# Description of the task:
Reproduce every item below word for word, without leaving any out.

+ + + +

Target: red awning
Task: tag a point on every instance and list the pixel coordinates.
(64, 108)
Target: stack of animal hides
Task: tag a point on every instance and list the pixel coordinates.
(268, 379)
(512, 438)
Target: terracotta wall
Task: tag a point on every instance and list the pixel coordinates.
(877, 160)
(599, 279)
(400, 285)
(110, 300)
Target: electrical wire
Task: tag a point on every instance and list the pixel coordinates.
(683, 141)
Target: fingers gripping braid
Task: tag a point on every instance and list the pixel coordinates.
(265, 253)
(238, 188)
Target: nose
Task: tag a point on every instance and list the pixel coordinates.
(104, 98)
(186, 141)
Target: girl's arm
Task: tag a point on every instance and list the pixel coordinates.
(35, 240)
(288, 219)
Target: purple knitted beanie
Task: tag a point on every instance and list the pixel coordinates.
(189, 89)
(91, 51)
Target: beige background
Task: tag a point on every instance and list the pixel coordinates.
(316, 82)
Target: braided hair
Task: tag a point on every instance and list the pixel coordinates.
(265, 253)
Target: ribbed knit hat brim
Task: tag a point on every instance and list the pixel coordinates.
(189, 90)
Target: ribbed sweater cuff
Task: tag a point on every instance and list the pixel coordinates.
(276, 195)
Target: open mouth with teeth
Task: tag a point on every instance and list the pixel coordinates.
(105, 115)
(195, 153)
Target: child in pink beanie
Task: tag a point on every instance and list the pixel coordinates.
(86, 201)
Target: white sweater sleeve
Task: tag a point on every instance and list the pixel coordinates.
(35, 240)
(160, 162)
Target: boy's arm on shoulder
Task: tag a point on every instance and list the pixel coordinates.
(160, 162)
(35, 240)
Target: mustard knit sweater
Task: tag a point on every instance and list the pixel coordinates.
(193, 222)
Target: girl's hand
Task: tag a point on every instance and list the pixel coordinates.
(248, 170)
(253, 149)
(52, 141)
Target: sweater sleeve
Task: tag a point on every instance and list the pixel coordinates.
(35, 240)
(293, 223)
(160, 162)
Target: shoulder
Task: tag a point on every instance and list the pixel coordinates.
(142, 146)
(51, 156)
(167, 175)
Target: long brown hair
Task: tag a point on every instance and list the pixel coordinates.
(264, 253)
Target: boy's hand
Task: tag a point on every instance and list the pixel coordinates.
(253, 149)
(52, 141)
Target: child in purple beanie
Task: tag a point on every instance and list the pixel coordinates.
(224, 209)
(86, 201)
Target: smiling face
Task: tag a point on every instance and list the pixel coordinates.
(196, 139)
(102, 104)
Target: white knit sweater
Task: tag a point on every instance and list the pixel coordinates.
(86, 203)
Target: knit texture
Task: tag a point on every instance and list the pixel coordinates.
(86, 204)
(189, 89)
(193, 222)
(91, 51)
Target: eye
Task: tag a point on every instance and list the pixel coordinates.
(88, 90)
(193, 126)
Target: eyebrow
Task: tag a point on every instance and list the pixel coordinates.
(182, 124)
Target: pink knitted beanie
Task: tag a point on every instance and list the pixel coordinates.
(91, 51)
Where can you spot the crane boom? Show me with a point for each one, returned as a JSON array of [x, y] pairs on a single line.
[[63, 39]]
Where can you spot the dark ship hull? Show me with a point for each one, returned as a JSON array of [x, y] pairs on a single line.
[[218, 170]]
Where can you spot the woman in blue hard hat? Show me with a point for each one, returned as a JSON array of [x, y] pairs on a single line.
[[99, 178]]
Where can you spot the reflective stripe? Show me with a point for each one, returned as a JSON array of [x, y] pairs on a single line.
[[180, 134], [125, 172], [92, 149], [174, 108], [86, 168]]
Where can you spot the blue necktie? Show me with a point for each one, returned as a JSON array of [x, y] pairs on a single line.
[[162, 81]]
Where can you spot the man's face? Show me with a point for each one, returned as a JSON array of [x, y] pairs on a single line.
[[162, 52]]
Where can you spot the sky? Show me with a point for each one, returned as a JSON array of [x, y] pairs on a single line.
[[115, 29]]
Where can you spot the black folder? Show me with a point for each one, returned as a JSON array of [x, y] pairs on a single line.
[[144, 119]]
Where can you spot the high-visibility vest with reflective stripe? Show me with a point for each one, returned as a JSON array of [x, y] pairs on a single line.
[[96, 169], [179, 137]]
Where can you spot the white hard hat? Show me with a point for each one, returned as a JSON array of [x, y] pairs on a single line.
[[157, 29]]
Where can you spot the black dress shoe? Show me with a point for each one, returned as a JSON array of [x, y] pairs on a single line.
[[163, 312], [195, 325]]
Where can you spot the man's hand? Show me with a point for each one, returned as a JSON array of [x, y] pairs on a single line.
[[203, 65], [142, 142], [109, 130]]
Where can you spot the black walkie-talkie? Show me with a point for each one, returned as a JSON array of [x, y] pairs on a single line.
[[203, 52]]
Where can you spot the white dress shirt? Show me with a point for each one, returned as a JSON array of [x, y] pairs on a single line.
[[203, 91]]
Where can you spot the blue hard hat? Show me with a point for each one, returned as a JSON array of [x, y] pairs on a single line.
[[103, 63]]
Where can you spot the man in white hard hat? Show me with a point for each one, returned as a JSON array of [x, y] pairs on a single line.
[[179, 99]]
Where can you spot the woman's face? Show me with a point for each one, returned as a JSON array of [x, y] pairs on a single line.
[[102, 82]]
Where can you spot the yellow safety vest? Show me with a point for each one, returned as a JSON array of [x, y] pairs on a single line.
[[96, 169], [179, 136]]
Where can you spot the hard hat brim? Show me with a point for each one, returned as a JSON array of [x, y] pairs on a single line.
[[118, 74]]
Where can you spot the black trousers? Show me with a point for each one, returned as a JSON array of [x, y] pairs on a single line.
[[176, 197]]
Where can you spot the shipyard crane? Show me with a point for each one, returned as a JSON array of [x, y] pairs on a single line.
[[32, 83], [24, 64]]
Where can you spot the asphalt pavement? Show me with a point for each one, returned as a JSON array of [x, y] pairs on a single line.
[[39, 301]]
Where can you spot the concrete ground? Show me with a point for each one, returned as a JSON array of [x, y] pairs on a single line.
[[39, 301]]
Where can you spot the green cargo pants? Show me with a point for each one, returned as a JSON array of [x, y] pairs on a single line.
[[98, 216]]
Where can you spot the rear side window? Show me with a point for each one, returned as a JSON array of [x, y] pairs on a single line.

+ + + +

# Answer to the exercise:
Target: red awning
Task: tag a point on every instance and list the pixel coordinates.
(64, 108)
Target: stack of animal hides
Task: tag a point on every instance and list the pixel coordinates.
(268, 379)
(512, 438)
Target: terracotta wall
Task: tag a point on every instance and list the pixel coordinates.
(877, 160)
(599, 279)
(400, 285)
(110, 300)
Target: electrical wire
Task: tag a point on every instance and list the pixel coordinates.
(683, 141)
Target: fingers gripping braid
Task: tag a point on every instance and list the pixel coordinates.
(265, 253)
(238, 188)
Target: nose
Task: tag a point on every instance and list the pixel coordinates.
(104, 98)
(186, 141)
Target: girl's arm
Task: tag a point on every instance and list the pixel coordinates.
(35, 240)
(288, 219)
Target: purple knitted beanie
Task: tag a point on every instance and list the pixel coordinates.
(189, 89)
(91, 51)
Target: beige background
Task: tag a point on every instance and list the pixel coordinates.
(316, 82)
Target: braided hair
Task: tag a point on every instance and list the pixel coordinates.
(265, 253)
Target: ribbed knit hat brim
Task: tag a point on every instance and list the pixel coordinates.
(189, 90)
Target: ribbed sweater cuff
Task: tag a point on every instance and list the pixel coordinates.
(276, 195)
Target: open mouth with teeth
Task: tag a point on every instance and list the pixel coordinates.
(105, 115)
(195, 153)
Target: child in pink beanie
Task: tag a point on every instance and list the pixel coordinates.
(86, 201)
Target: white sweater sleeve
Task: tag a point on every instance and list the pixel coordinates.
(35, 240)
(160, 162)
Target: boy's arm on shoulder
Task: tag a point on every instance and list the pixel coordinates.
(160, 162)
(35, 240)
Target: mustard knit sweater
Task: tag a point on every instance and list the pixel coordinates.
(193, 222)
Target: girl's hand
Task: tag a point on every instance and list the pixel coordinates.
(248, 170)
(253, 149)
(52, 141)
Target: sweater sleeve
Task: tag a point on every instance and list the pixel coordinates.
(35, 240)
(293, 223)
(160, 162)
Target: shoulder
Task: tag a point on every instance and list the pixel coordinates.
(142, 146)
(51, 156)
(167, 175)
Target: long brown hair
Task: tag a point on every instance and list the pixel coordinates.
(264, 253)
Target: boy's hand
Task: tag a point on every instance and list the pixel coordinates.
(253, 149)
(52, 141)
Target: child in purple beanie
Task: tag a point on every instance and list the pixel coordinates.
(224, 209)
(86, 201)
Target: smiling face
Task: tag a point on every instance and list the pixel coordinates.
(196, 139)
(102, 104)
Target: white knit sweater
Task: tag a point on every instance and list the pixel coordinates.
(86, 203)
Target: knit texture
Task: tag a point on every instance and list the pixel coordinates.
(86, 204)
(189, 89)
(193, 222)
(91, 51)
Target: eye
Task: tag a point on every instance and list the pixel coordinates.
(88, 90)
(193, 126)
Target: eyebrow
Task: tag a point on every instance and list the pixel coordinates.
(182, 124)
Target: pink knitted beanie
Task: tag a point on every instance and list the pixel coordinates.
(91, 51)
Where can you spot the crane boom? Show me with a point for each one, returned as a JSON array of [x, y] pairs on a single line.
[[63, 39]]
Where can you spot the dark ship hull? Show me with a point for each one, returned as a JSON array of [x, y] pairs on a single line.
[[218, 170]]
Where can you spot the woman in blue hard hat? Show me with a point for each one, returned as a JSON array of [x, y] pairs on a single line.
[[99, 178]]
Where can you spot the reflective stripe? Show me with a point for each one, returned as a JSON array of [x, y] pairs on a single line.
[[180, 134], [125, 172], [92, 149], [174, 108], [86, 168]]
Where can you spot the blue necktie? Show me with a point for each one, returned as a JSON array of [x, y] pairs on a single line.
[[162, 81]]
Where can you spot the man's face? Show me with a point for each one, returned as a JSON array of [x, y] pairs on a single line.
[[162, 52]]
Where can you spot the sky? Show me with a point for each one, returned as a JSON array of [x, y] pairs on a single line.
[[115, 29]]
Where can you spot the black folder? Show me with a point for each one, returned as a JSON array of [x, y] pairs on a single line.
[[144, 119]]
Where can you spot the high-visibility vest with reflective stripe? Show me with a point for each one, returned as a JSON array of [x, y] pairs on a single line.
[[96, 169], [179, 137]]
Where can you spot the white hard hat? Show me with a point for each one, returned as a JSON array of [x, y] pairs on a single line.
[[157, 29]]
Where can you spot the black dress shoe? Show me with a point for each one, returned as a JSON array of [x, y] pairs on a single line.
[[163, 312], [195, 325]]
Where can you spot the man's hand? Show me with a point for each one, returned as a JSON array of [x, y] pairs on a single line.
[[203, 65], [142, 142], [109, 130]]
Where can you spot the black walkie-talkie? Show me with a point for each one, returned as a JSON array of [x, y] pairs on a single line.
[[203, 52]]
Where can you spot the white dress shirt? Show me with a point for each one, returned as a JSON array of [x, y] pairs on a single line.
[[203, 91]]
Where can you spot the blue hard hat? Show me with a point for each one, returned as a JSON array of [x, y] pairs on a single line.
[[103, 63]]
Where can you spot the man in white hard hat? Show me with a point for each one, returned as a JSON array of [x, y] pairs on a single line.
[[179, 99]]
Where can you spot the woman's face? Show me with a point for each one, returned as a JSON array of [x, y] pairs on a single line.
[[102, 82]]
Where can you spot the yellow safety vest? Show me with a point for each one, returned as a JSON array of [x, y] pairs on a single line.
[[96, 169], [179, 136]]
Where can you spot the hard hat brim? Show me with a point for each one, returned as a JSON array of [x, y] pairs on a single line.
[[118, 74]]
Where can you spot the black trousers? Show me with a point for each one, returned as a JSON array of [x, y] pairs on a single line.
[[176, 197]]
Where can you spot the shipyard crane? Show me with a point for each one, returned as a JSON array of [x, y] pairs on a single line.
[[32, 83], [24, 64]]
Where can you spot the asphalt pavement? Show me with a point for each one, returned as a JSON array of [x, y] pairs on a single line.
[[39, 301]]
Where can you spot the concrete ground? Show me with a point for each one, returned as a JSON array of [x, y] pairs on a single line.
[[39, 301]]
Where can you spot the green cargo pants? Show me with a point for each one, returned as a JSON array of [x, y] pairs on a single line.
[[98, 216]]
Where can you spot the rear side window? Show me with a point for each one, returned as a JSON array of [x, y] pairs on a single line.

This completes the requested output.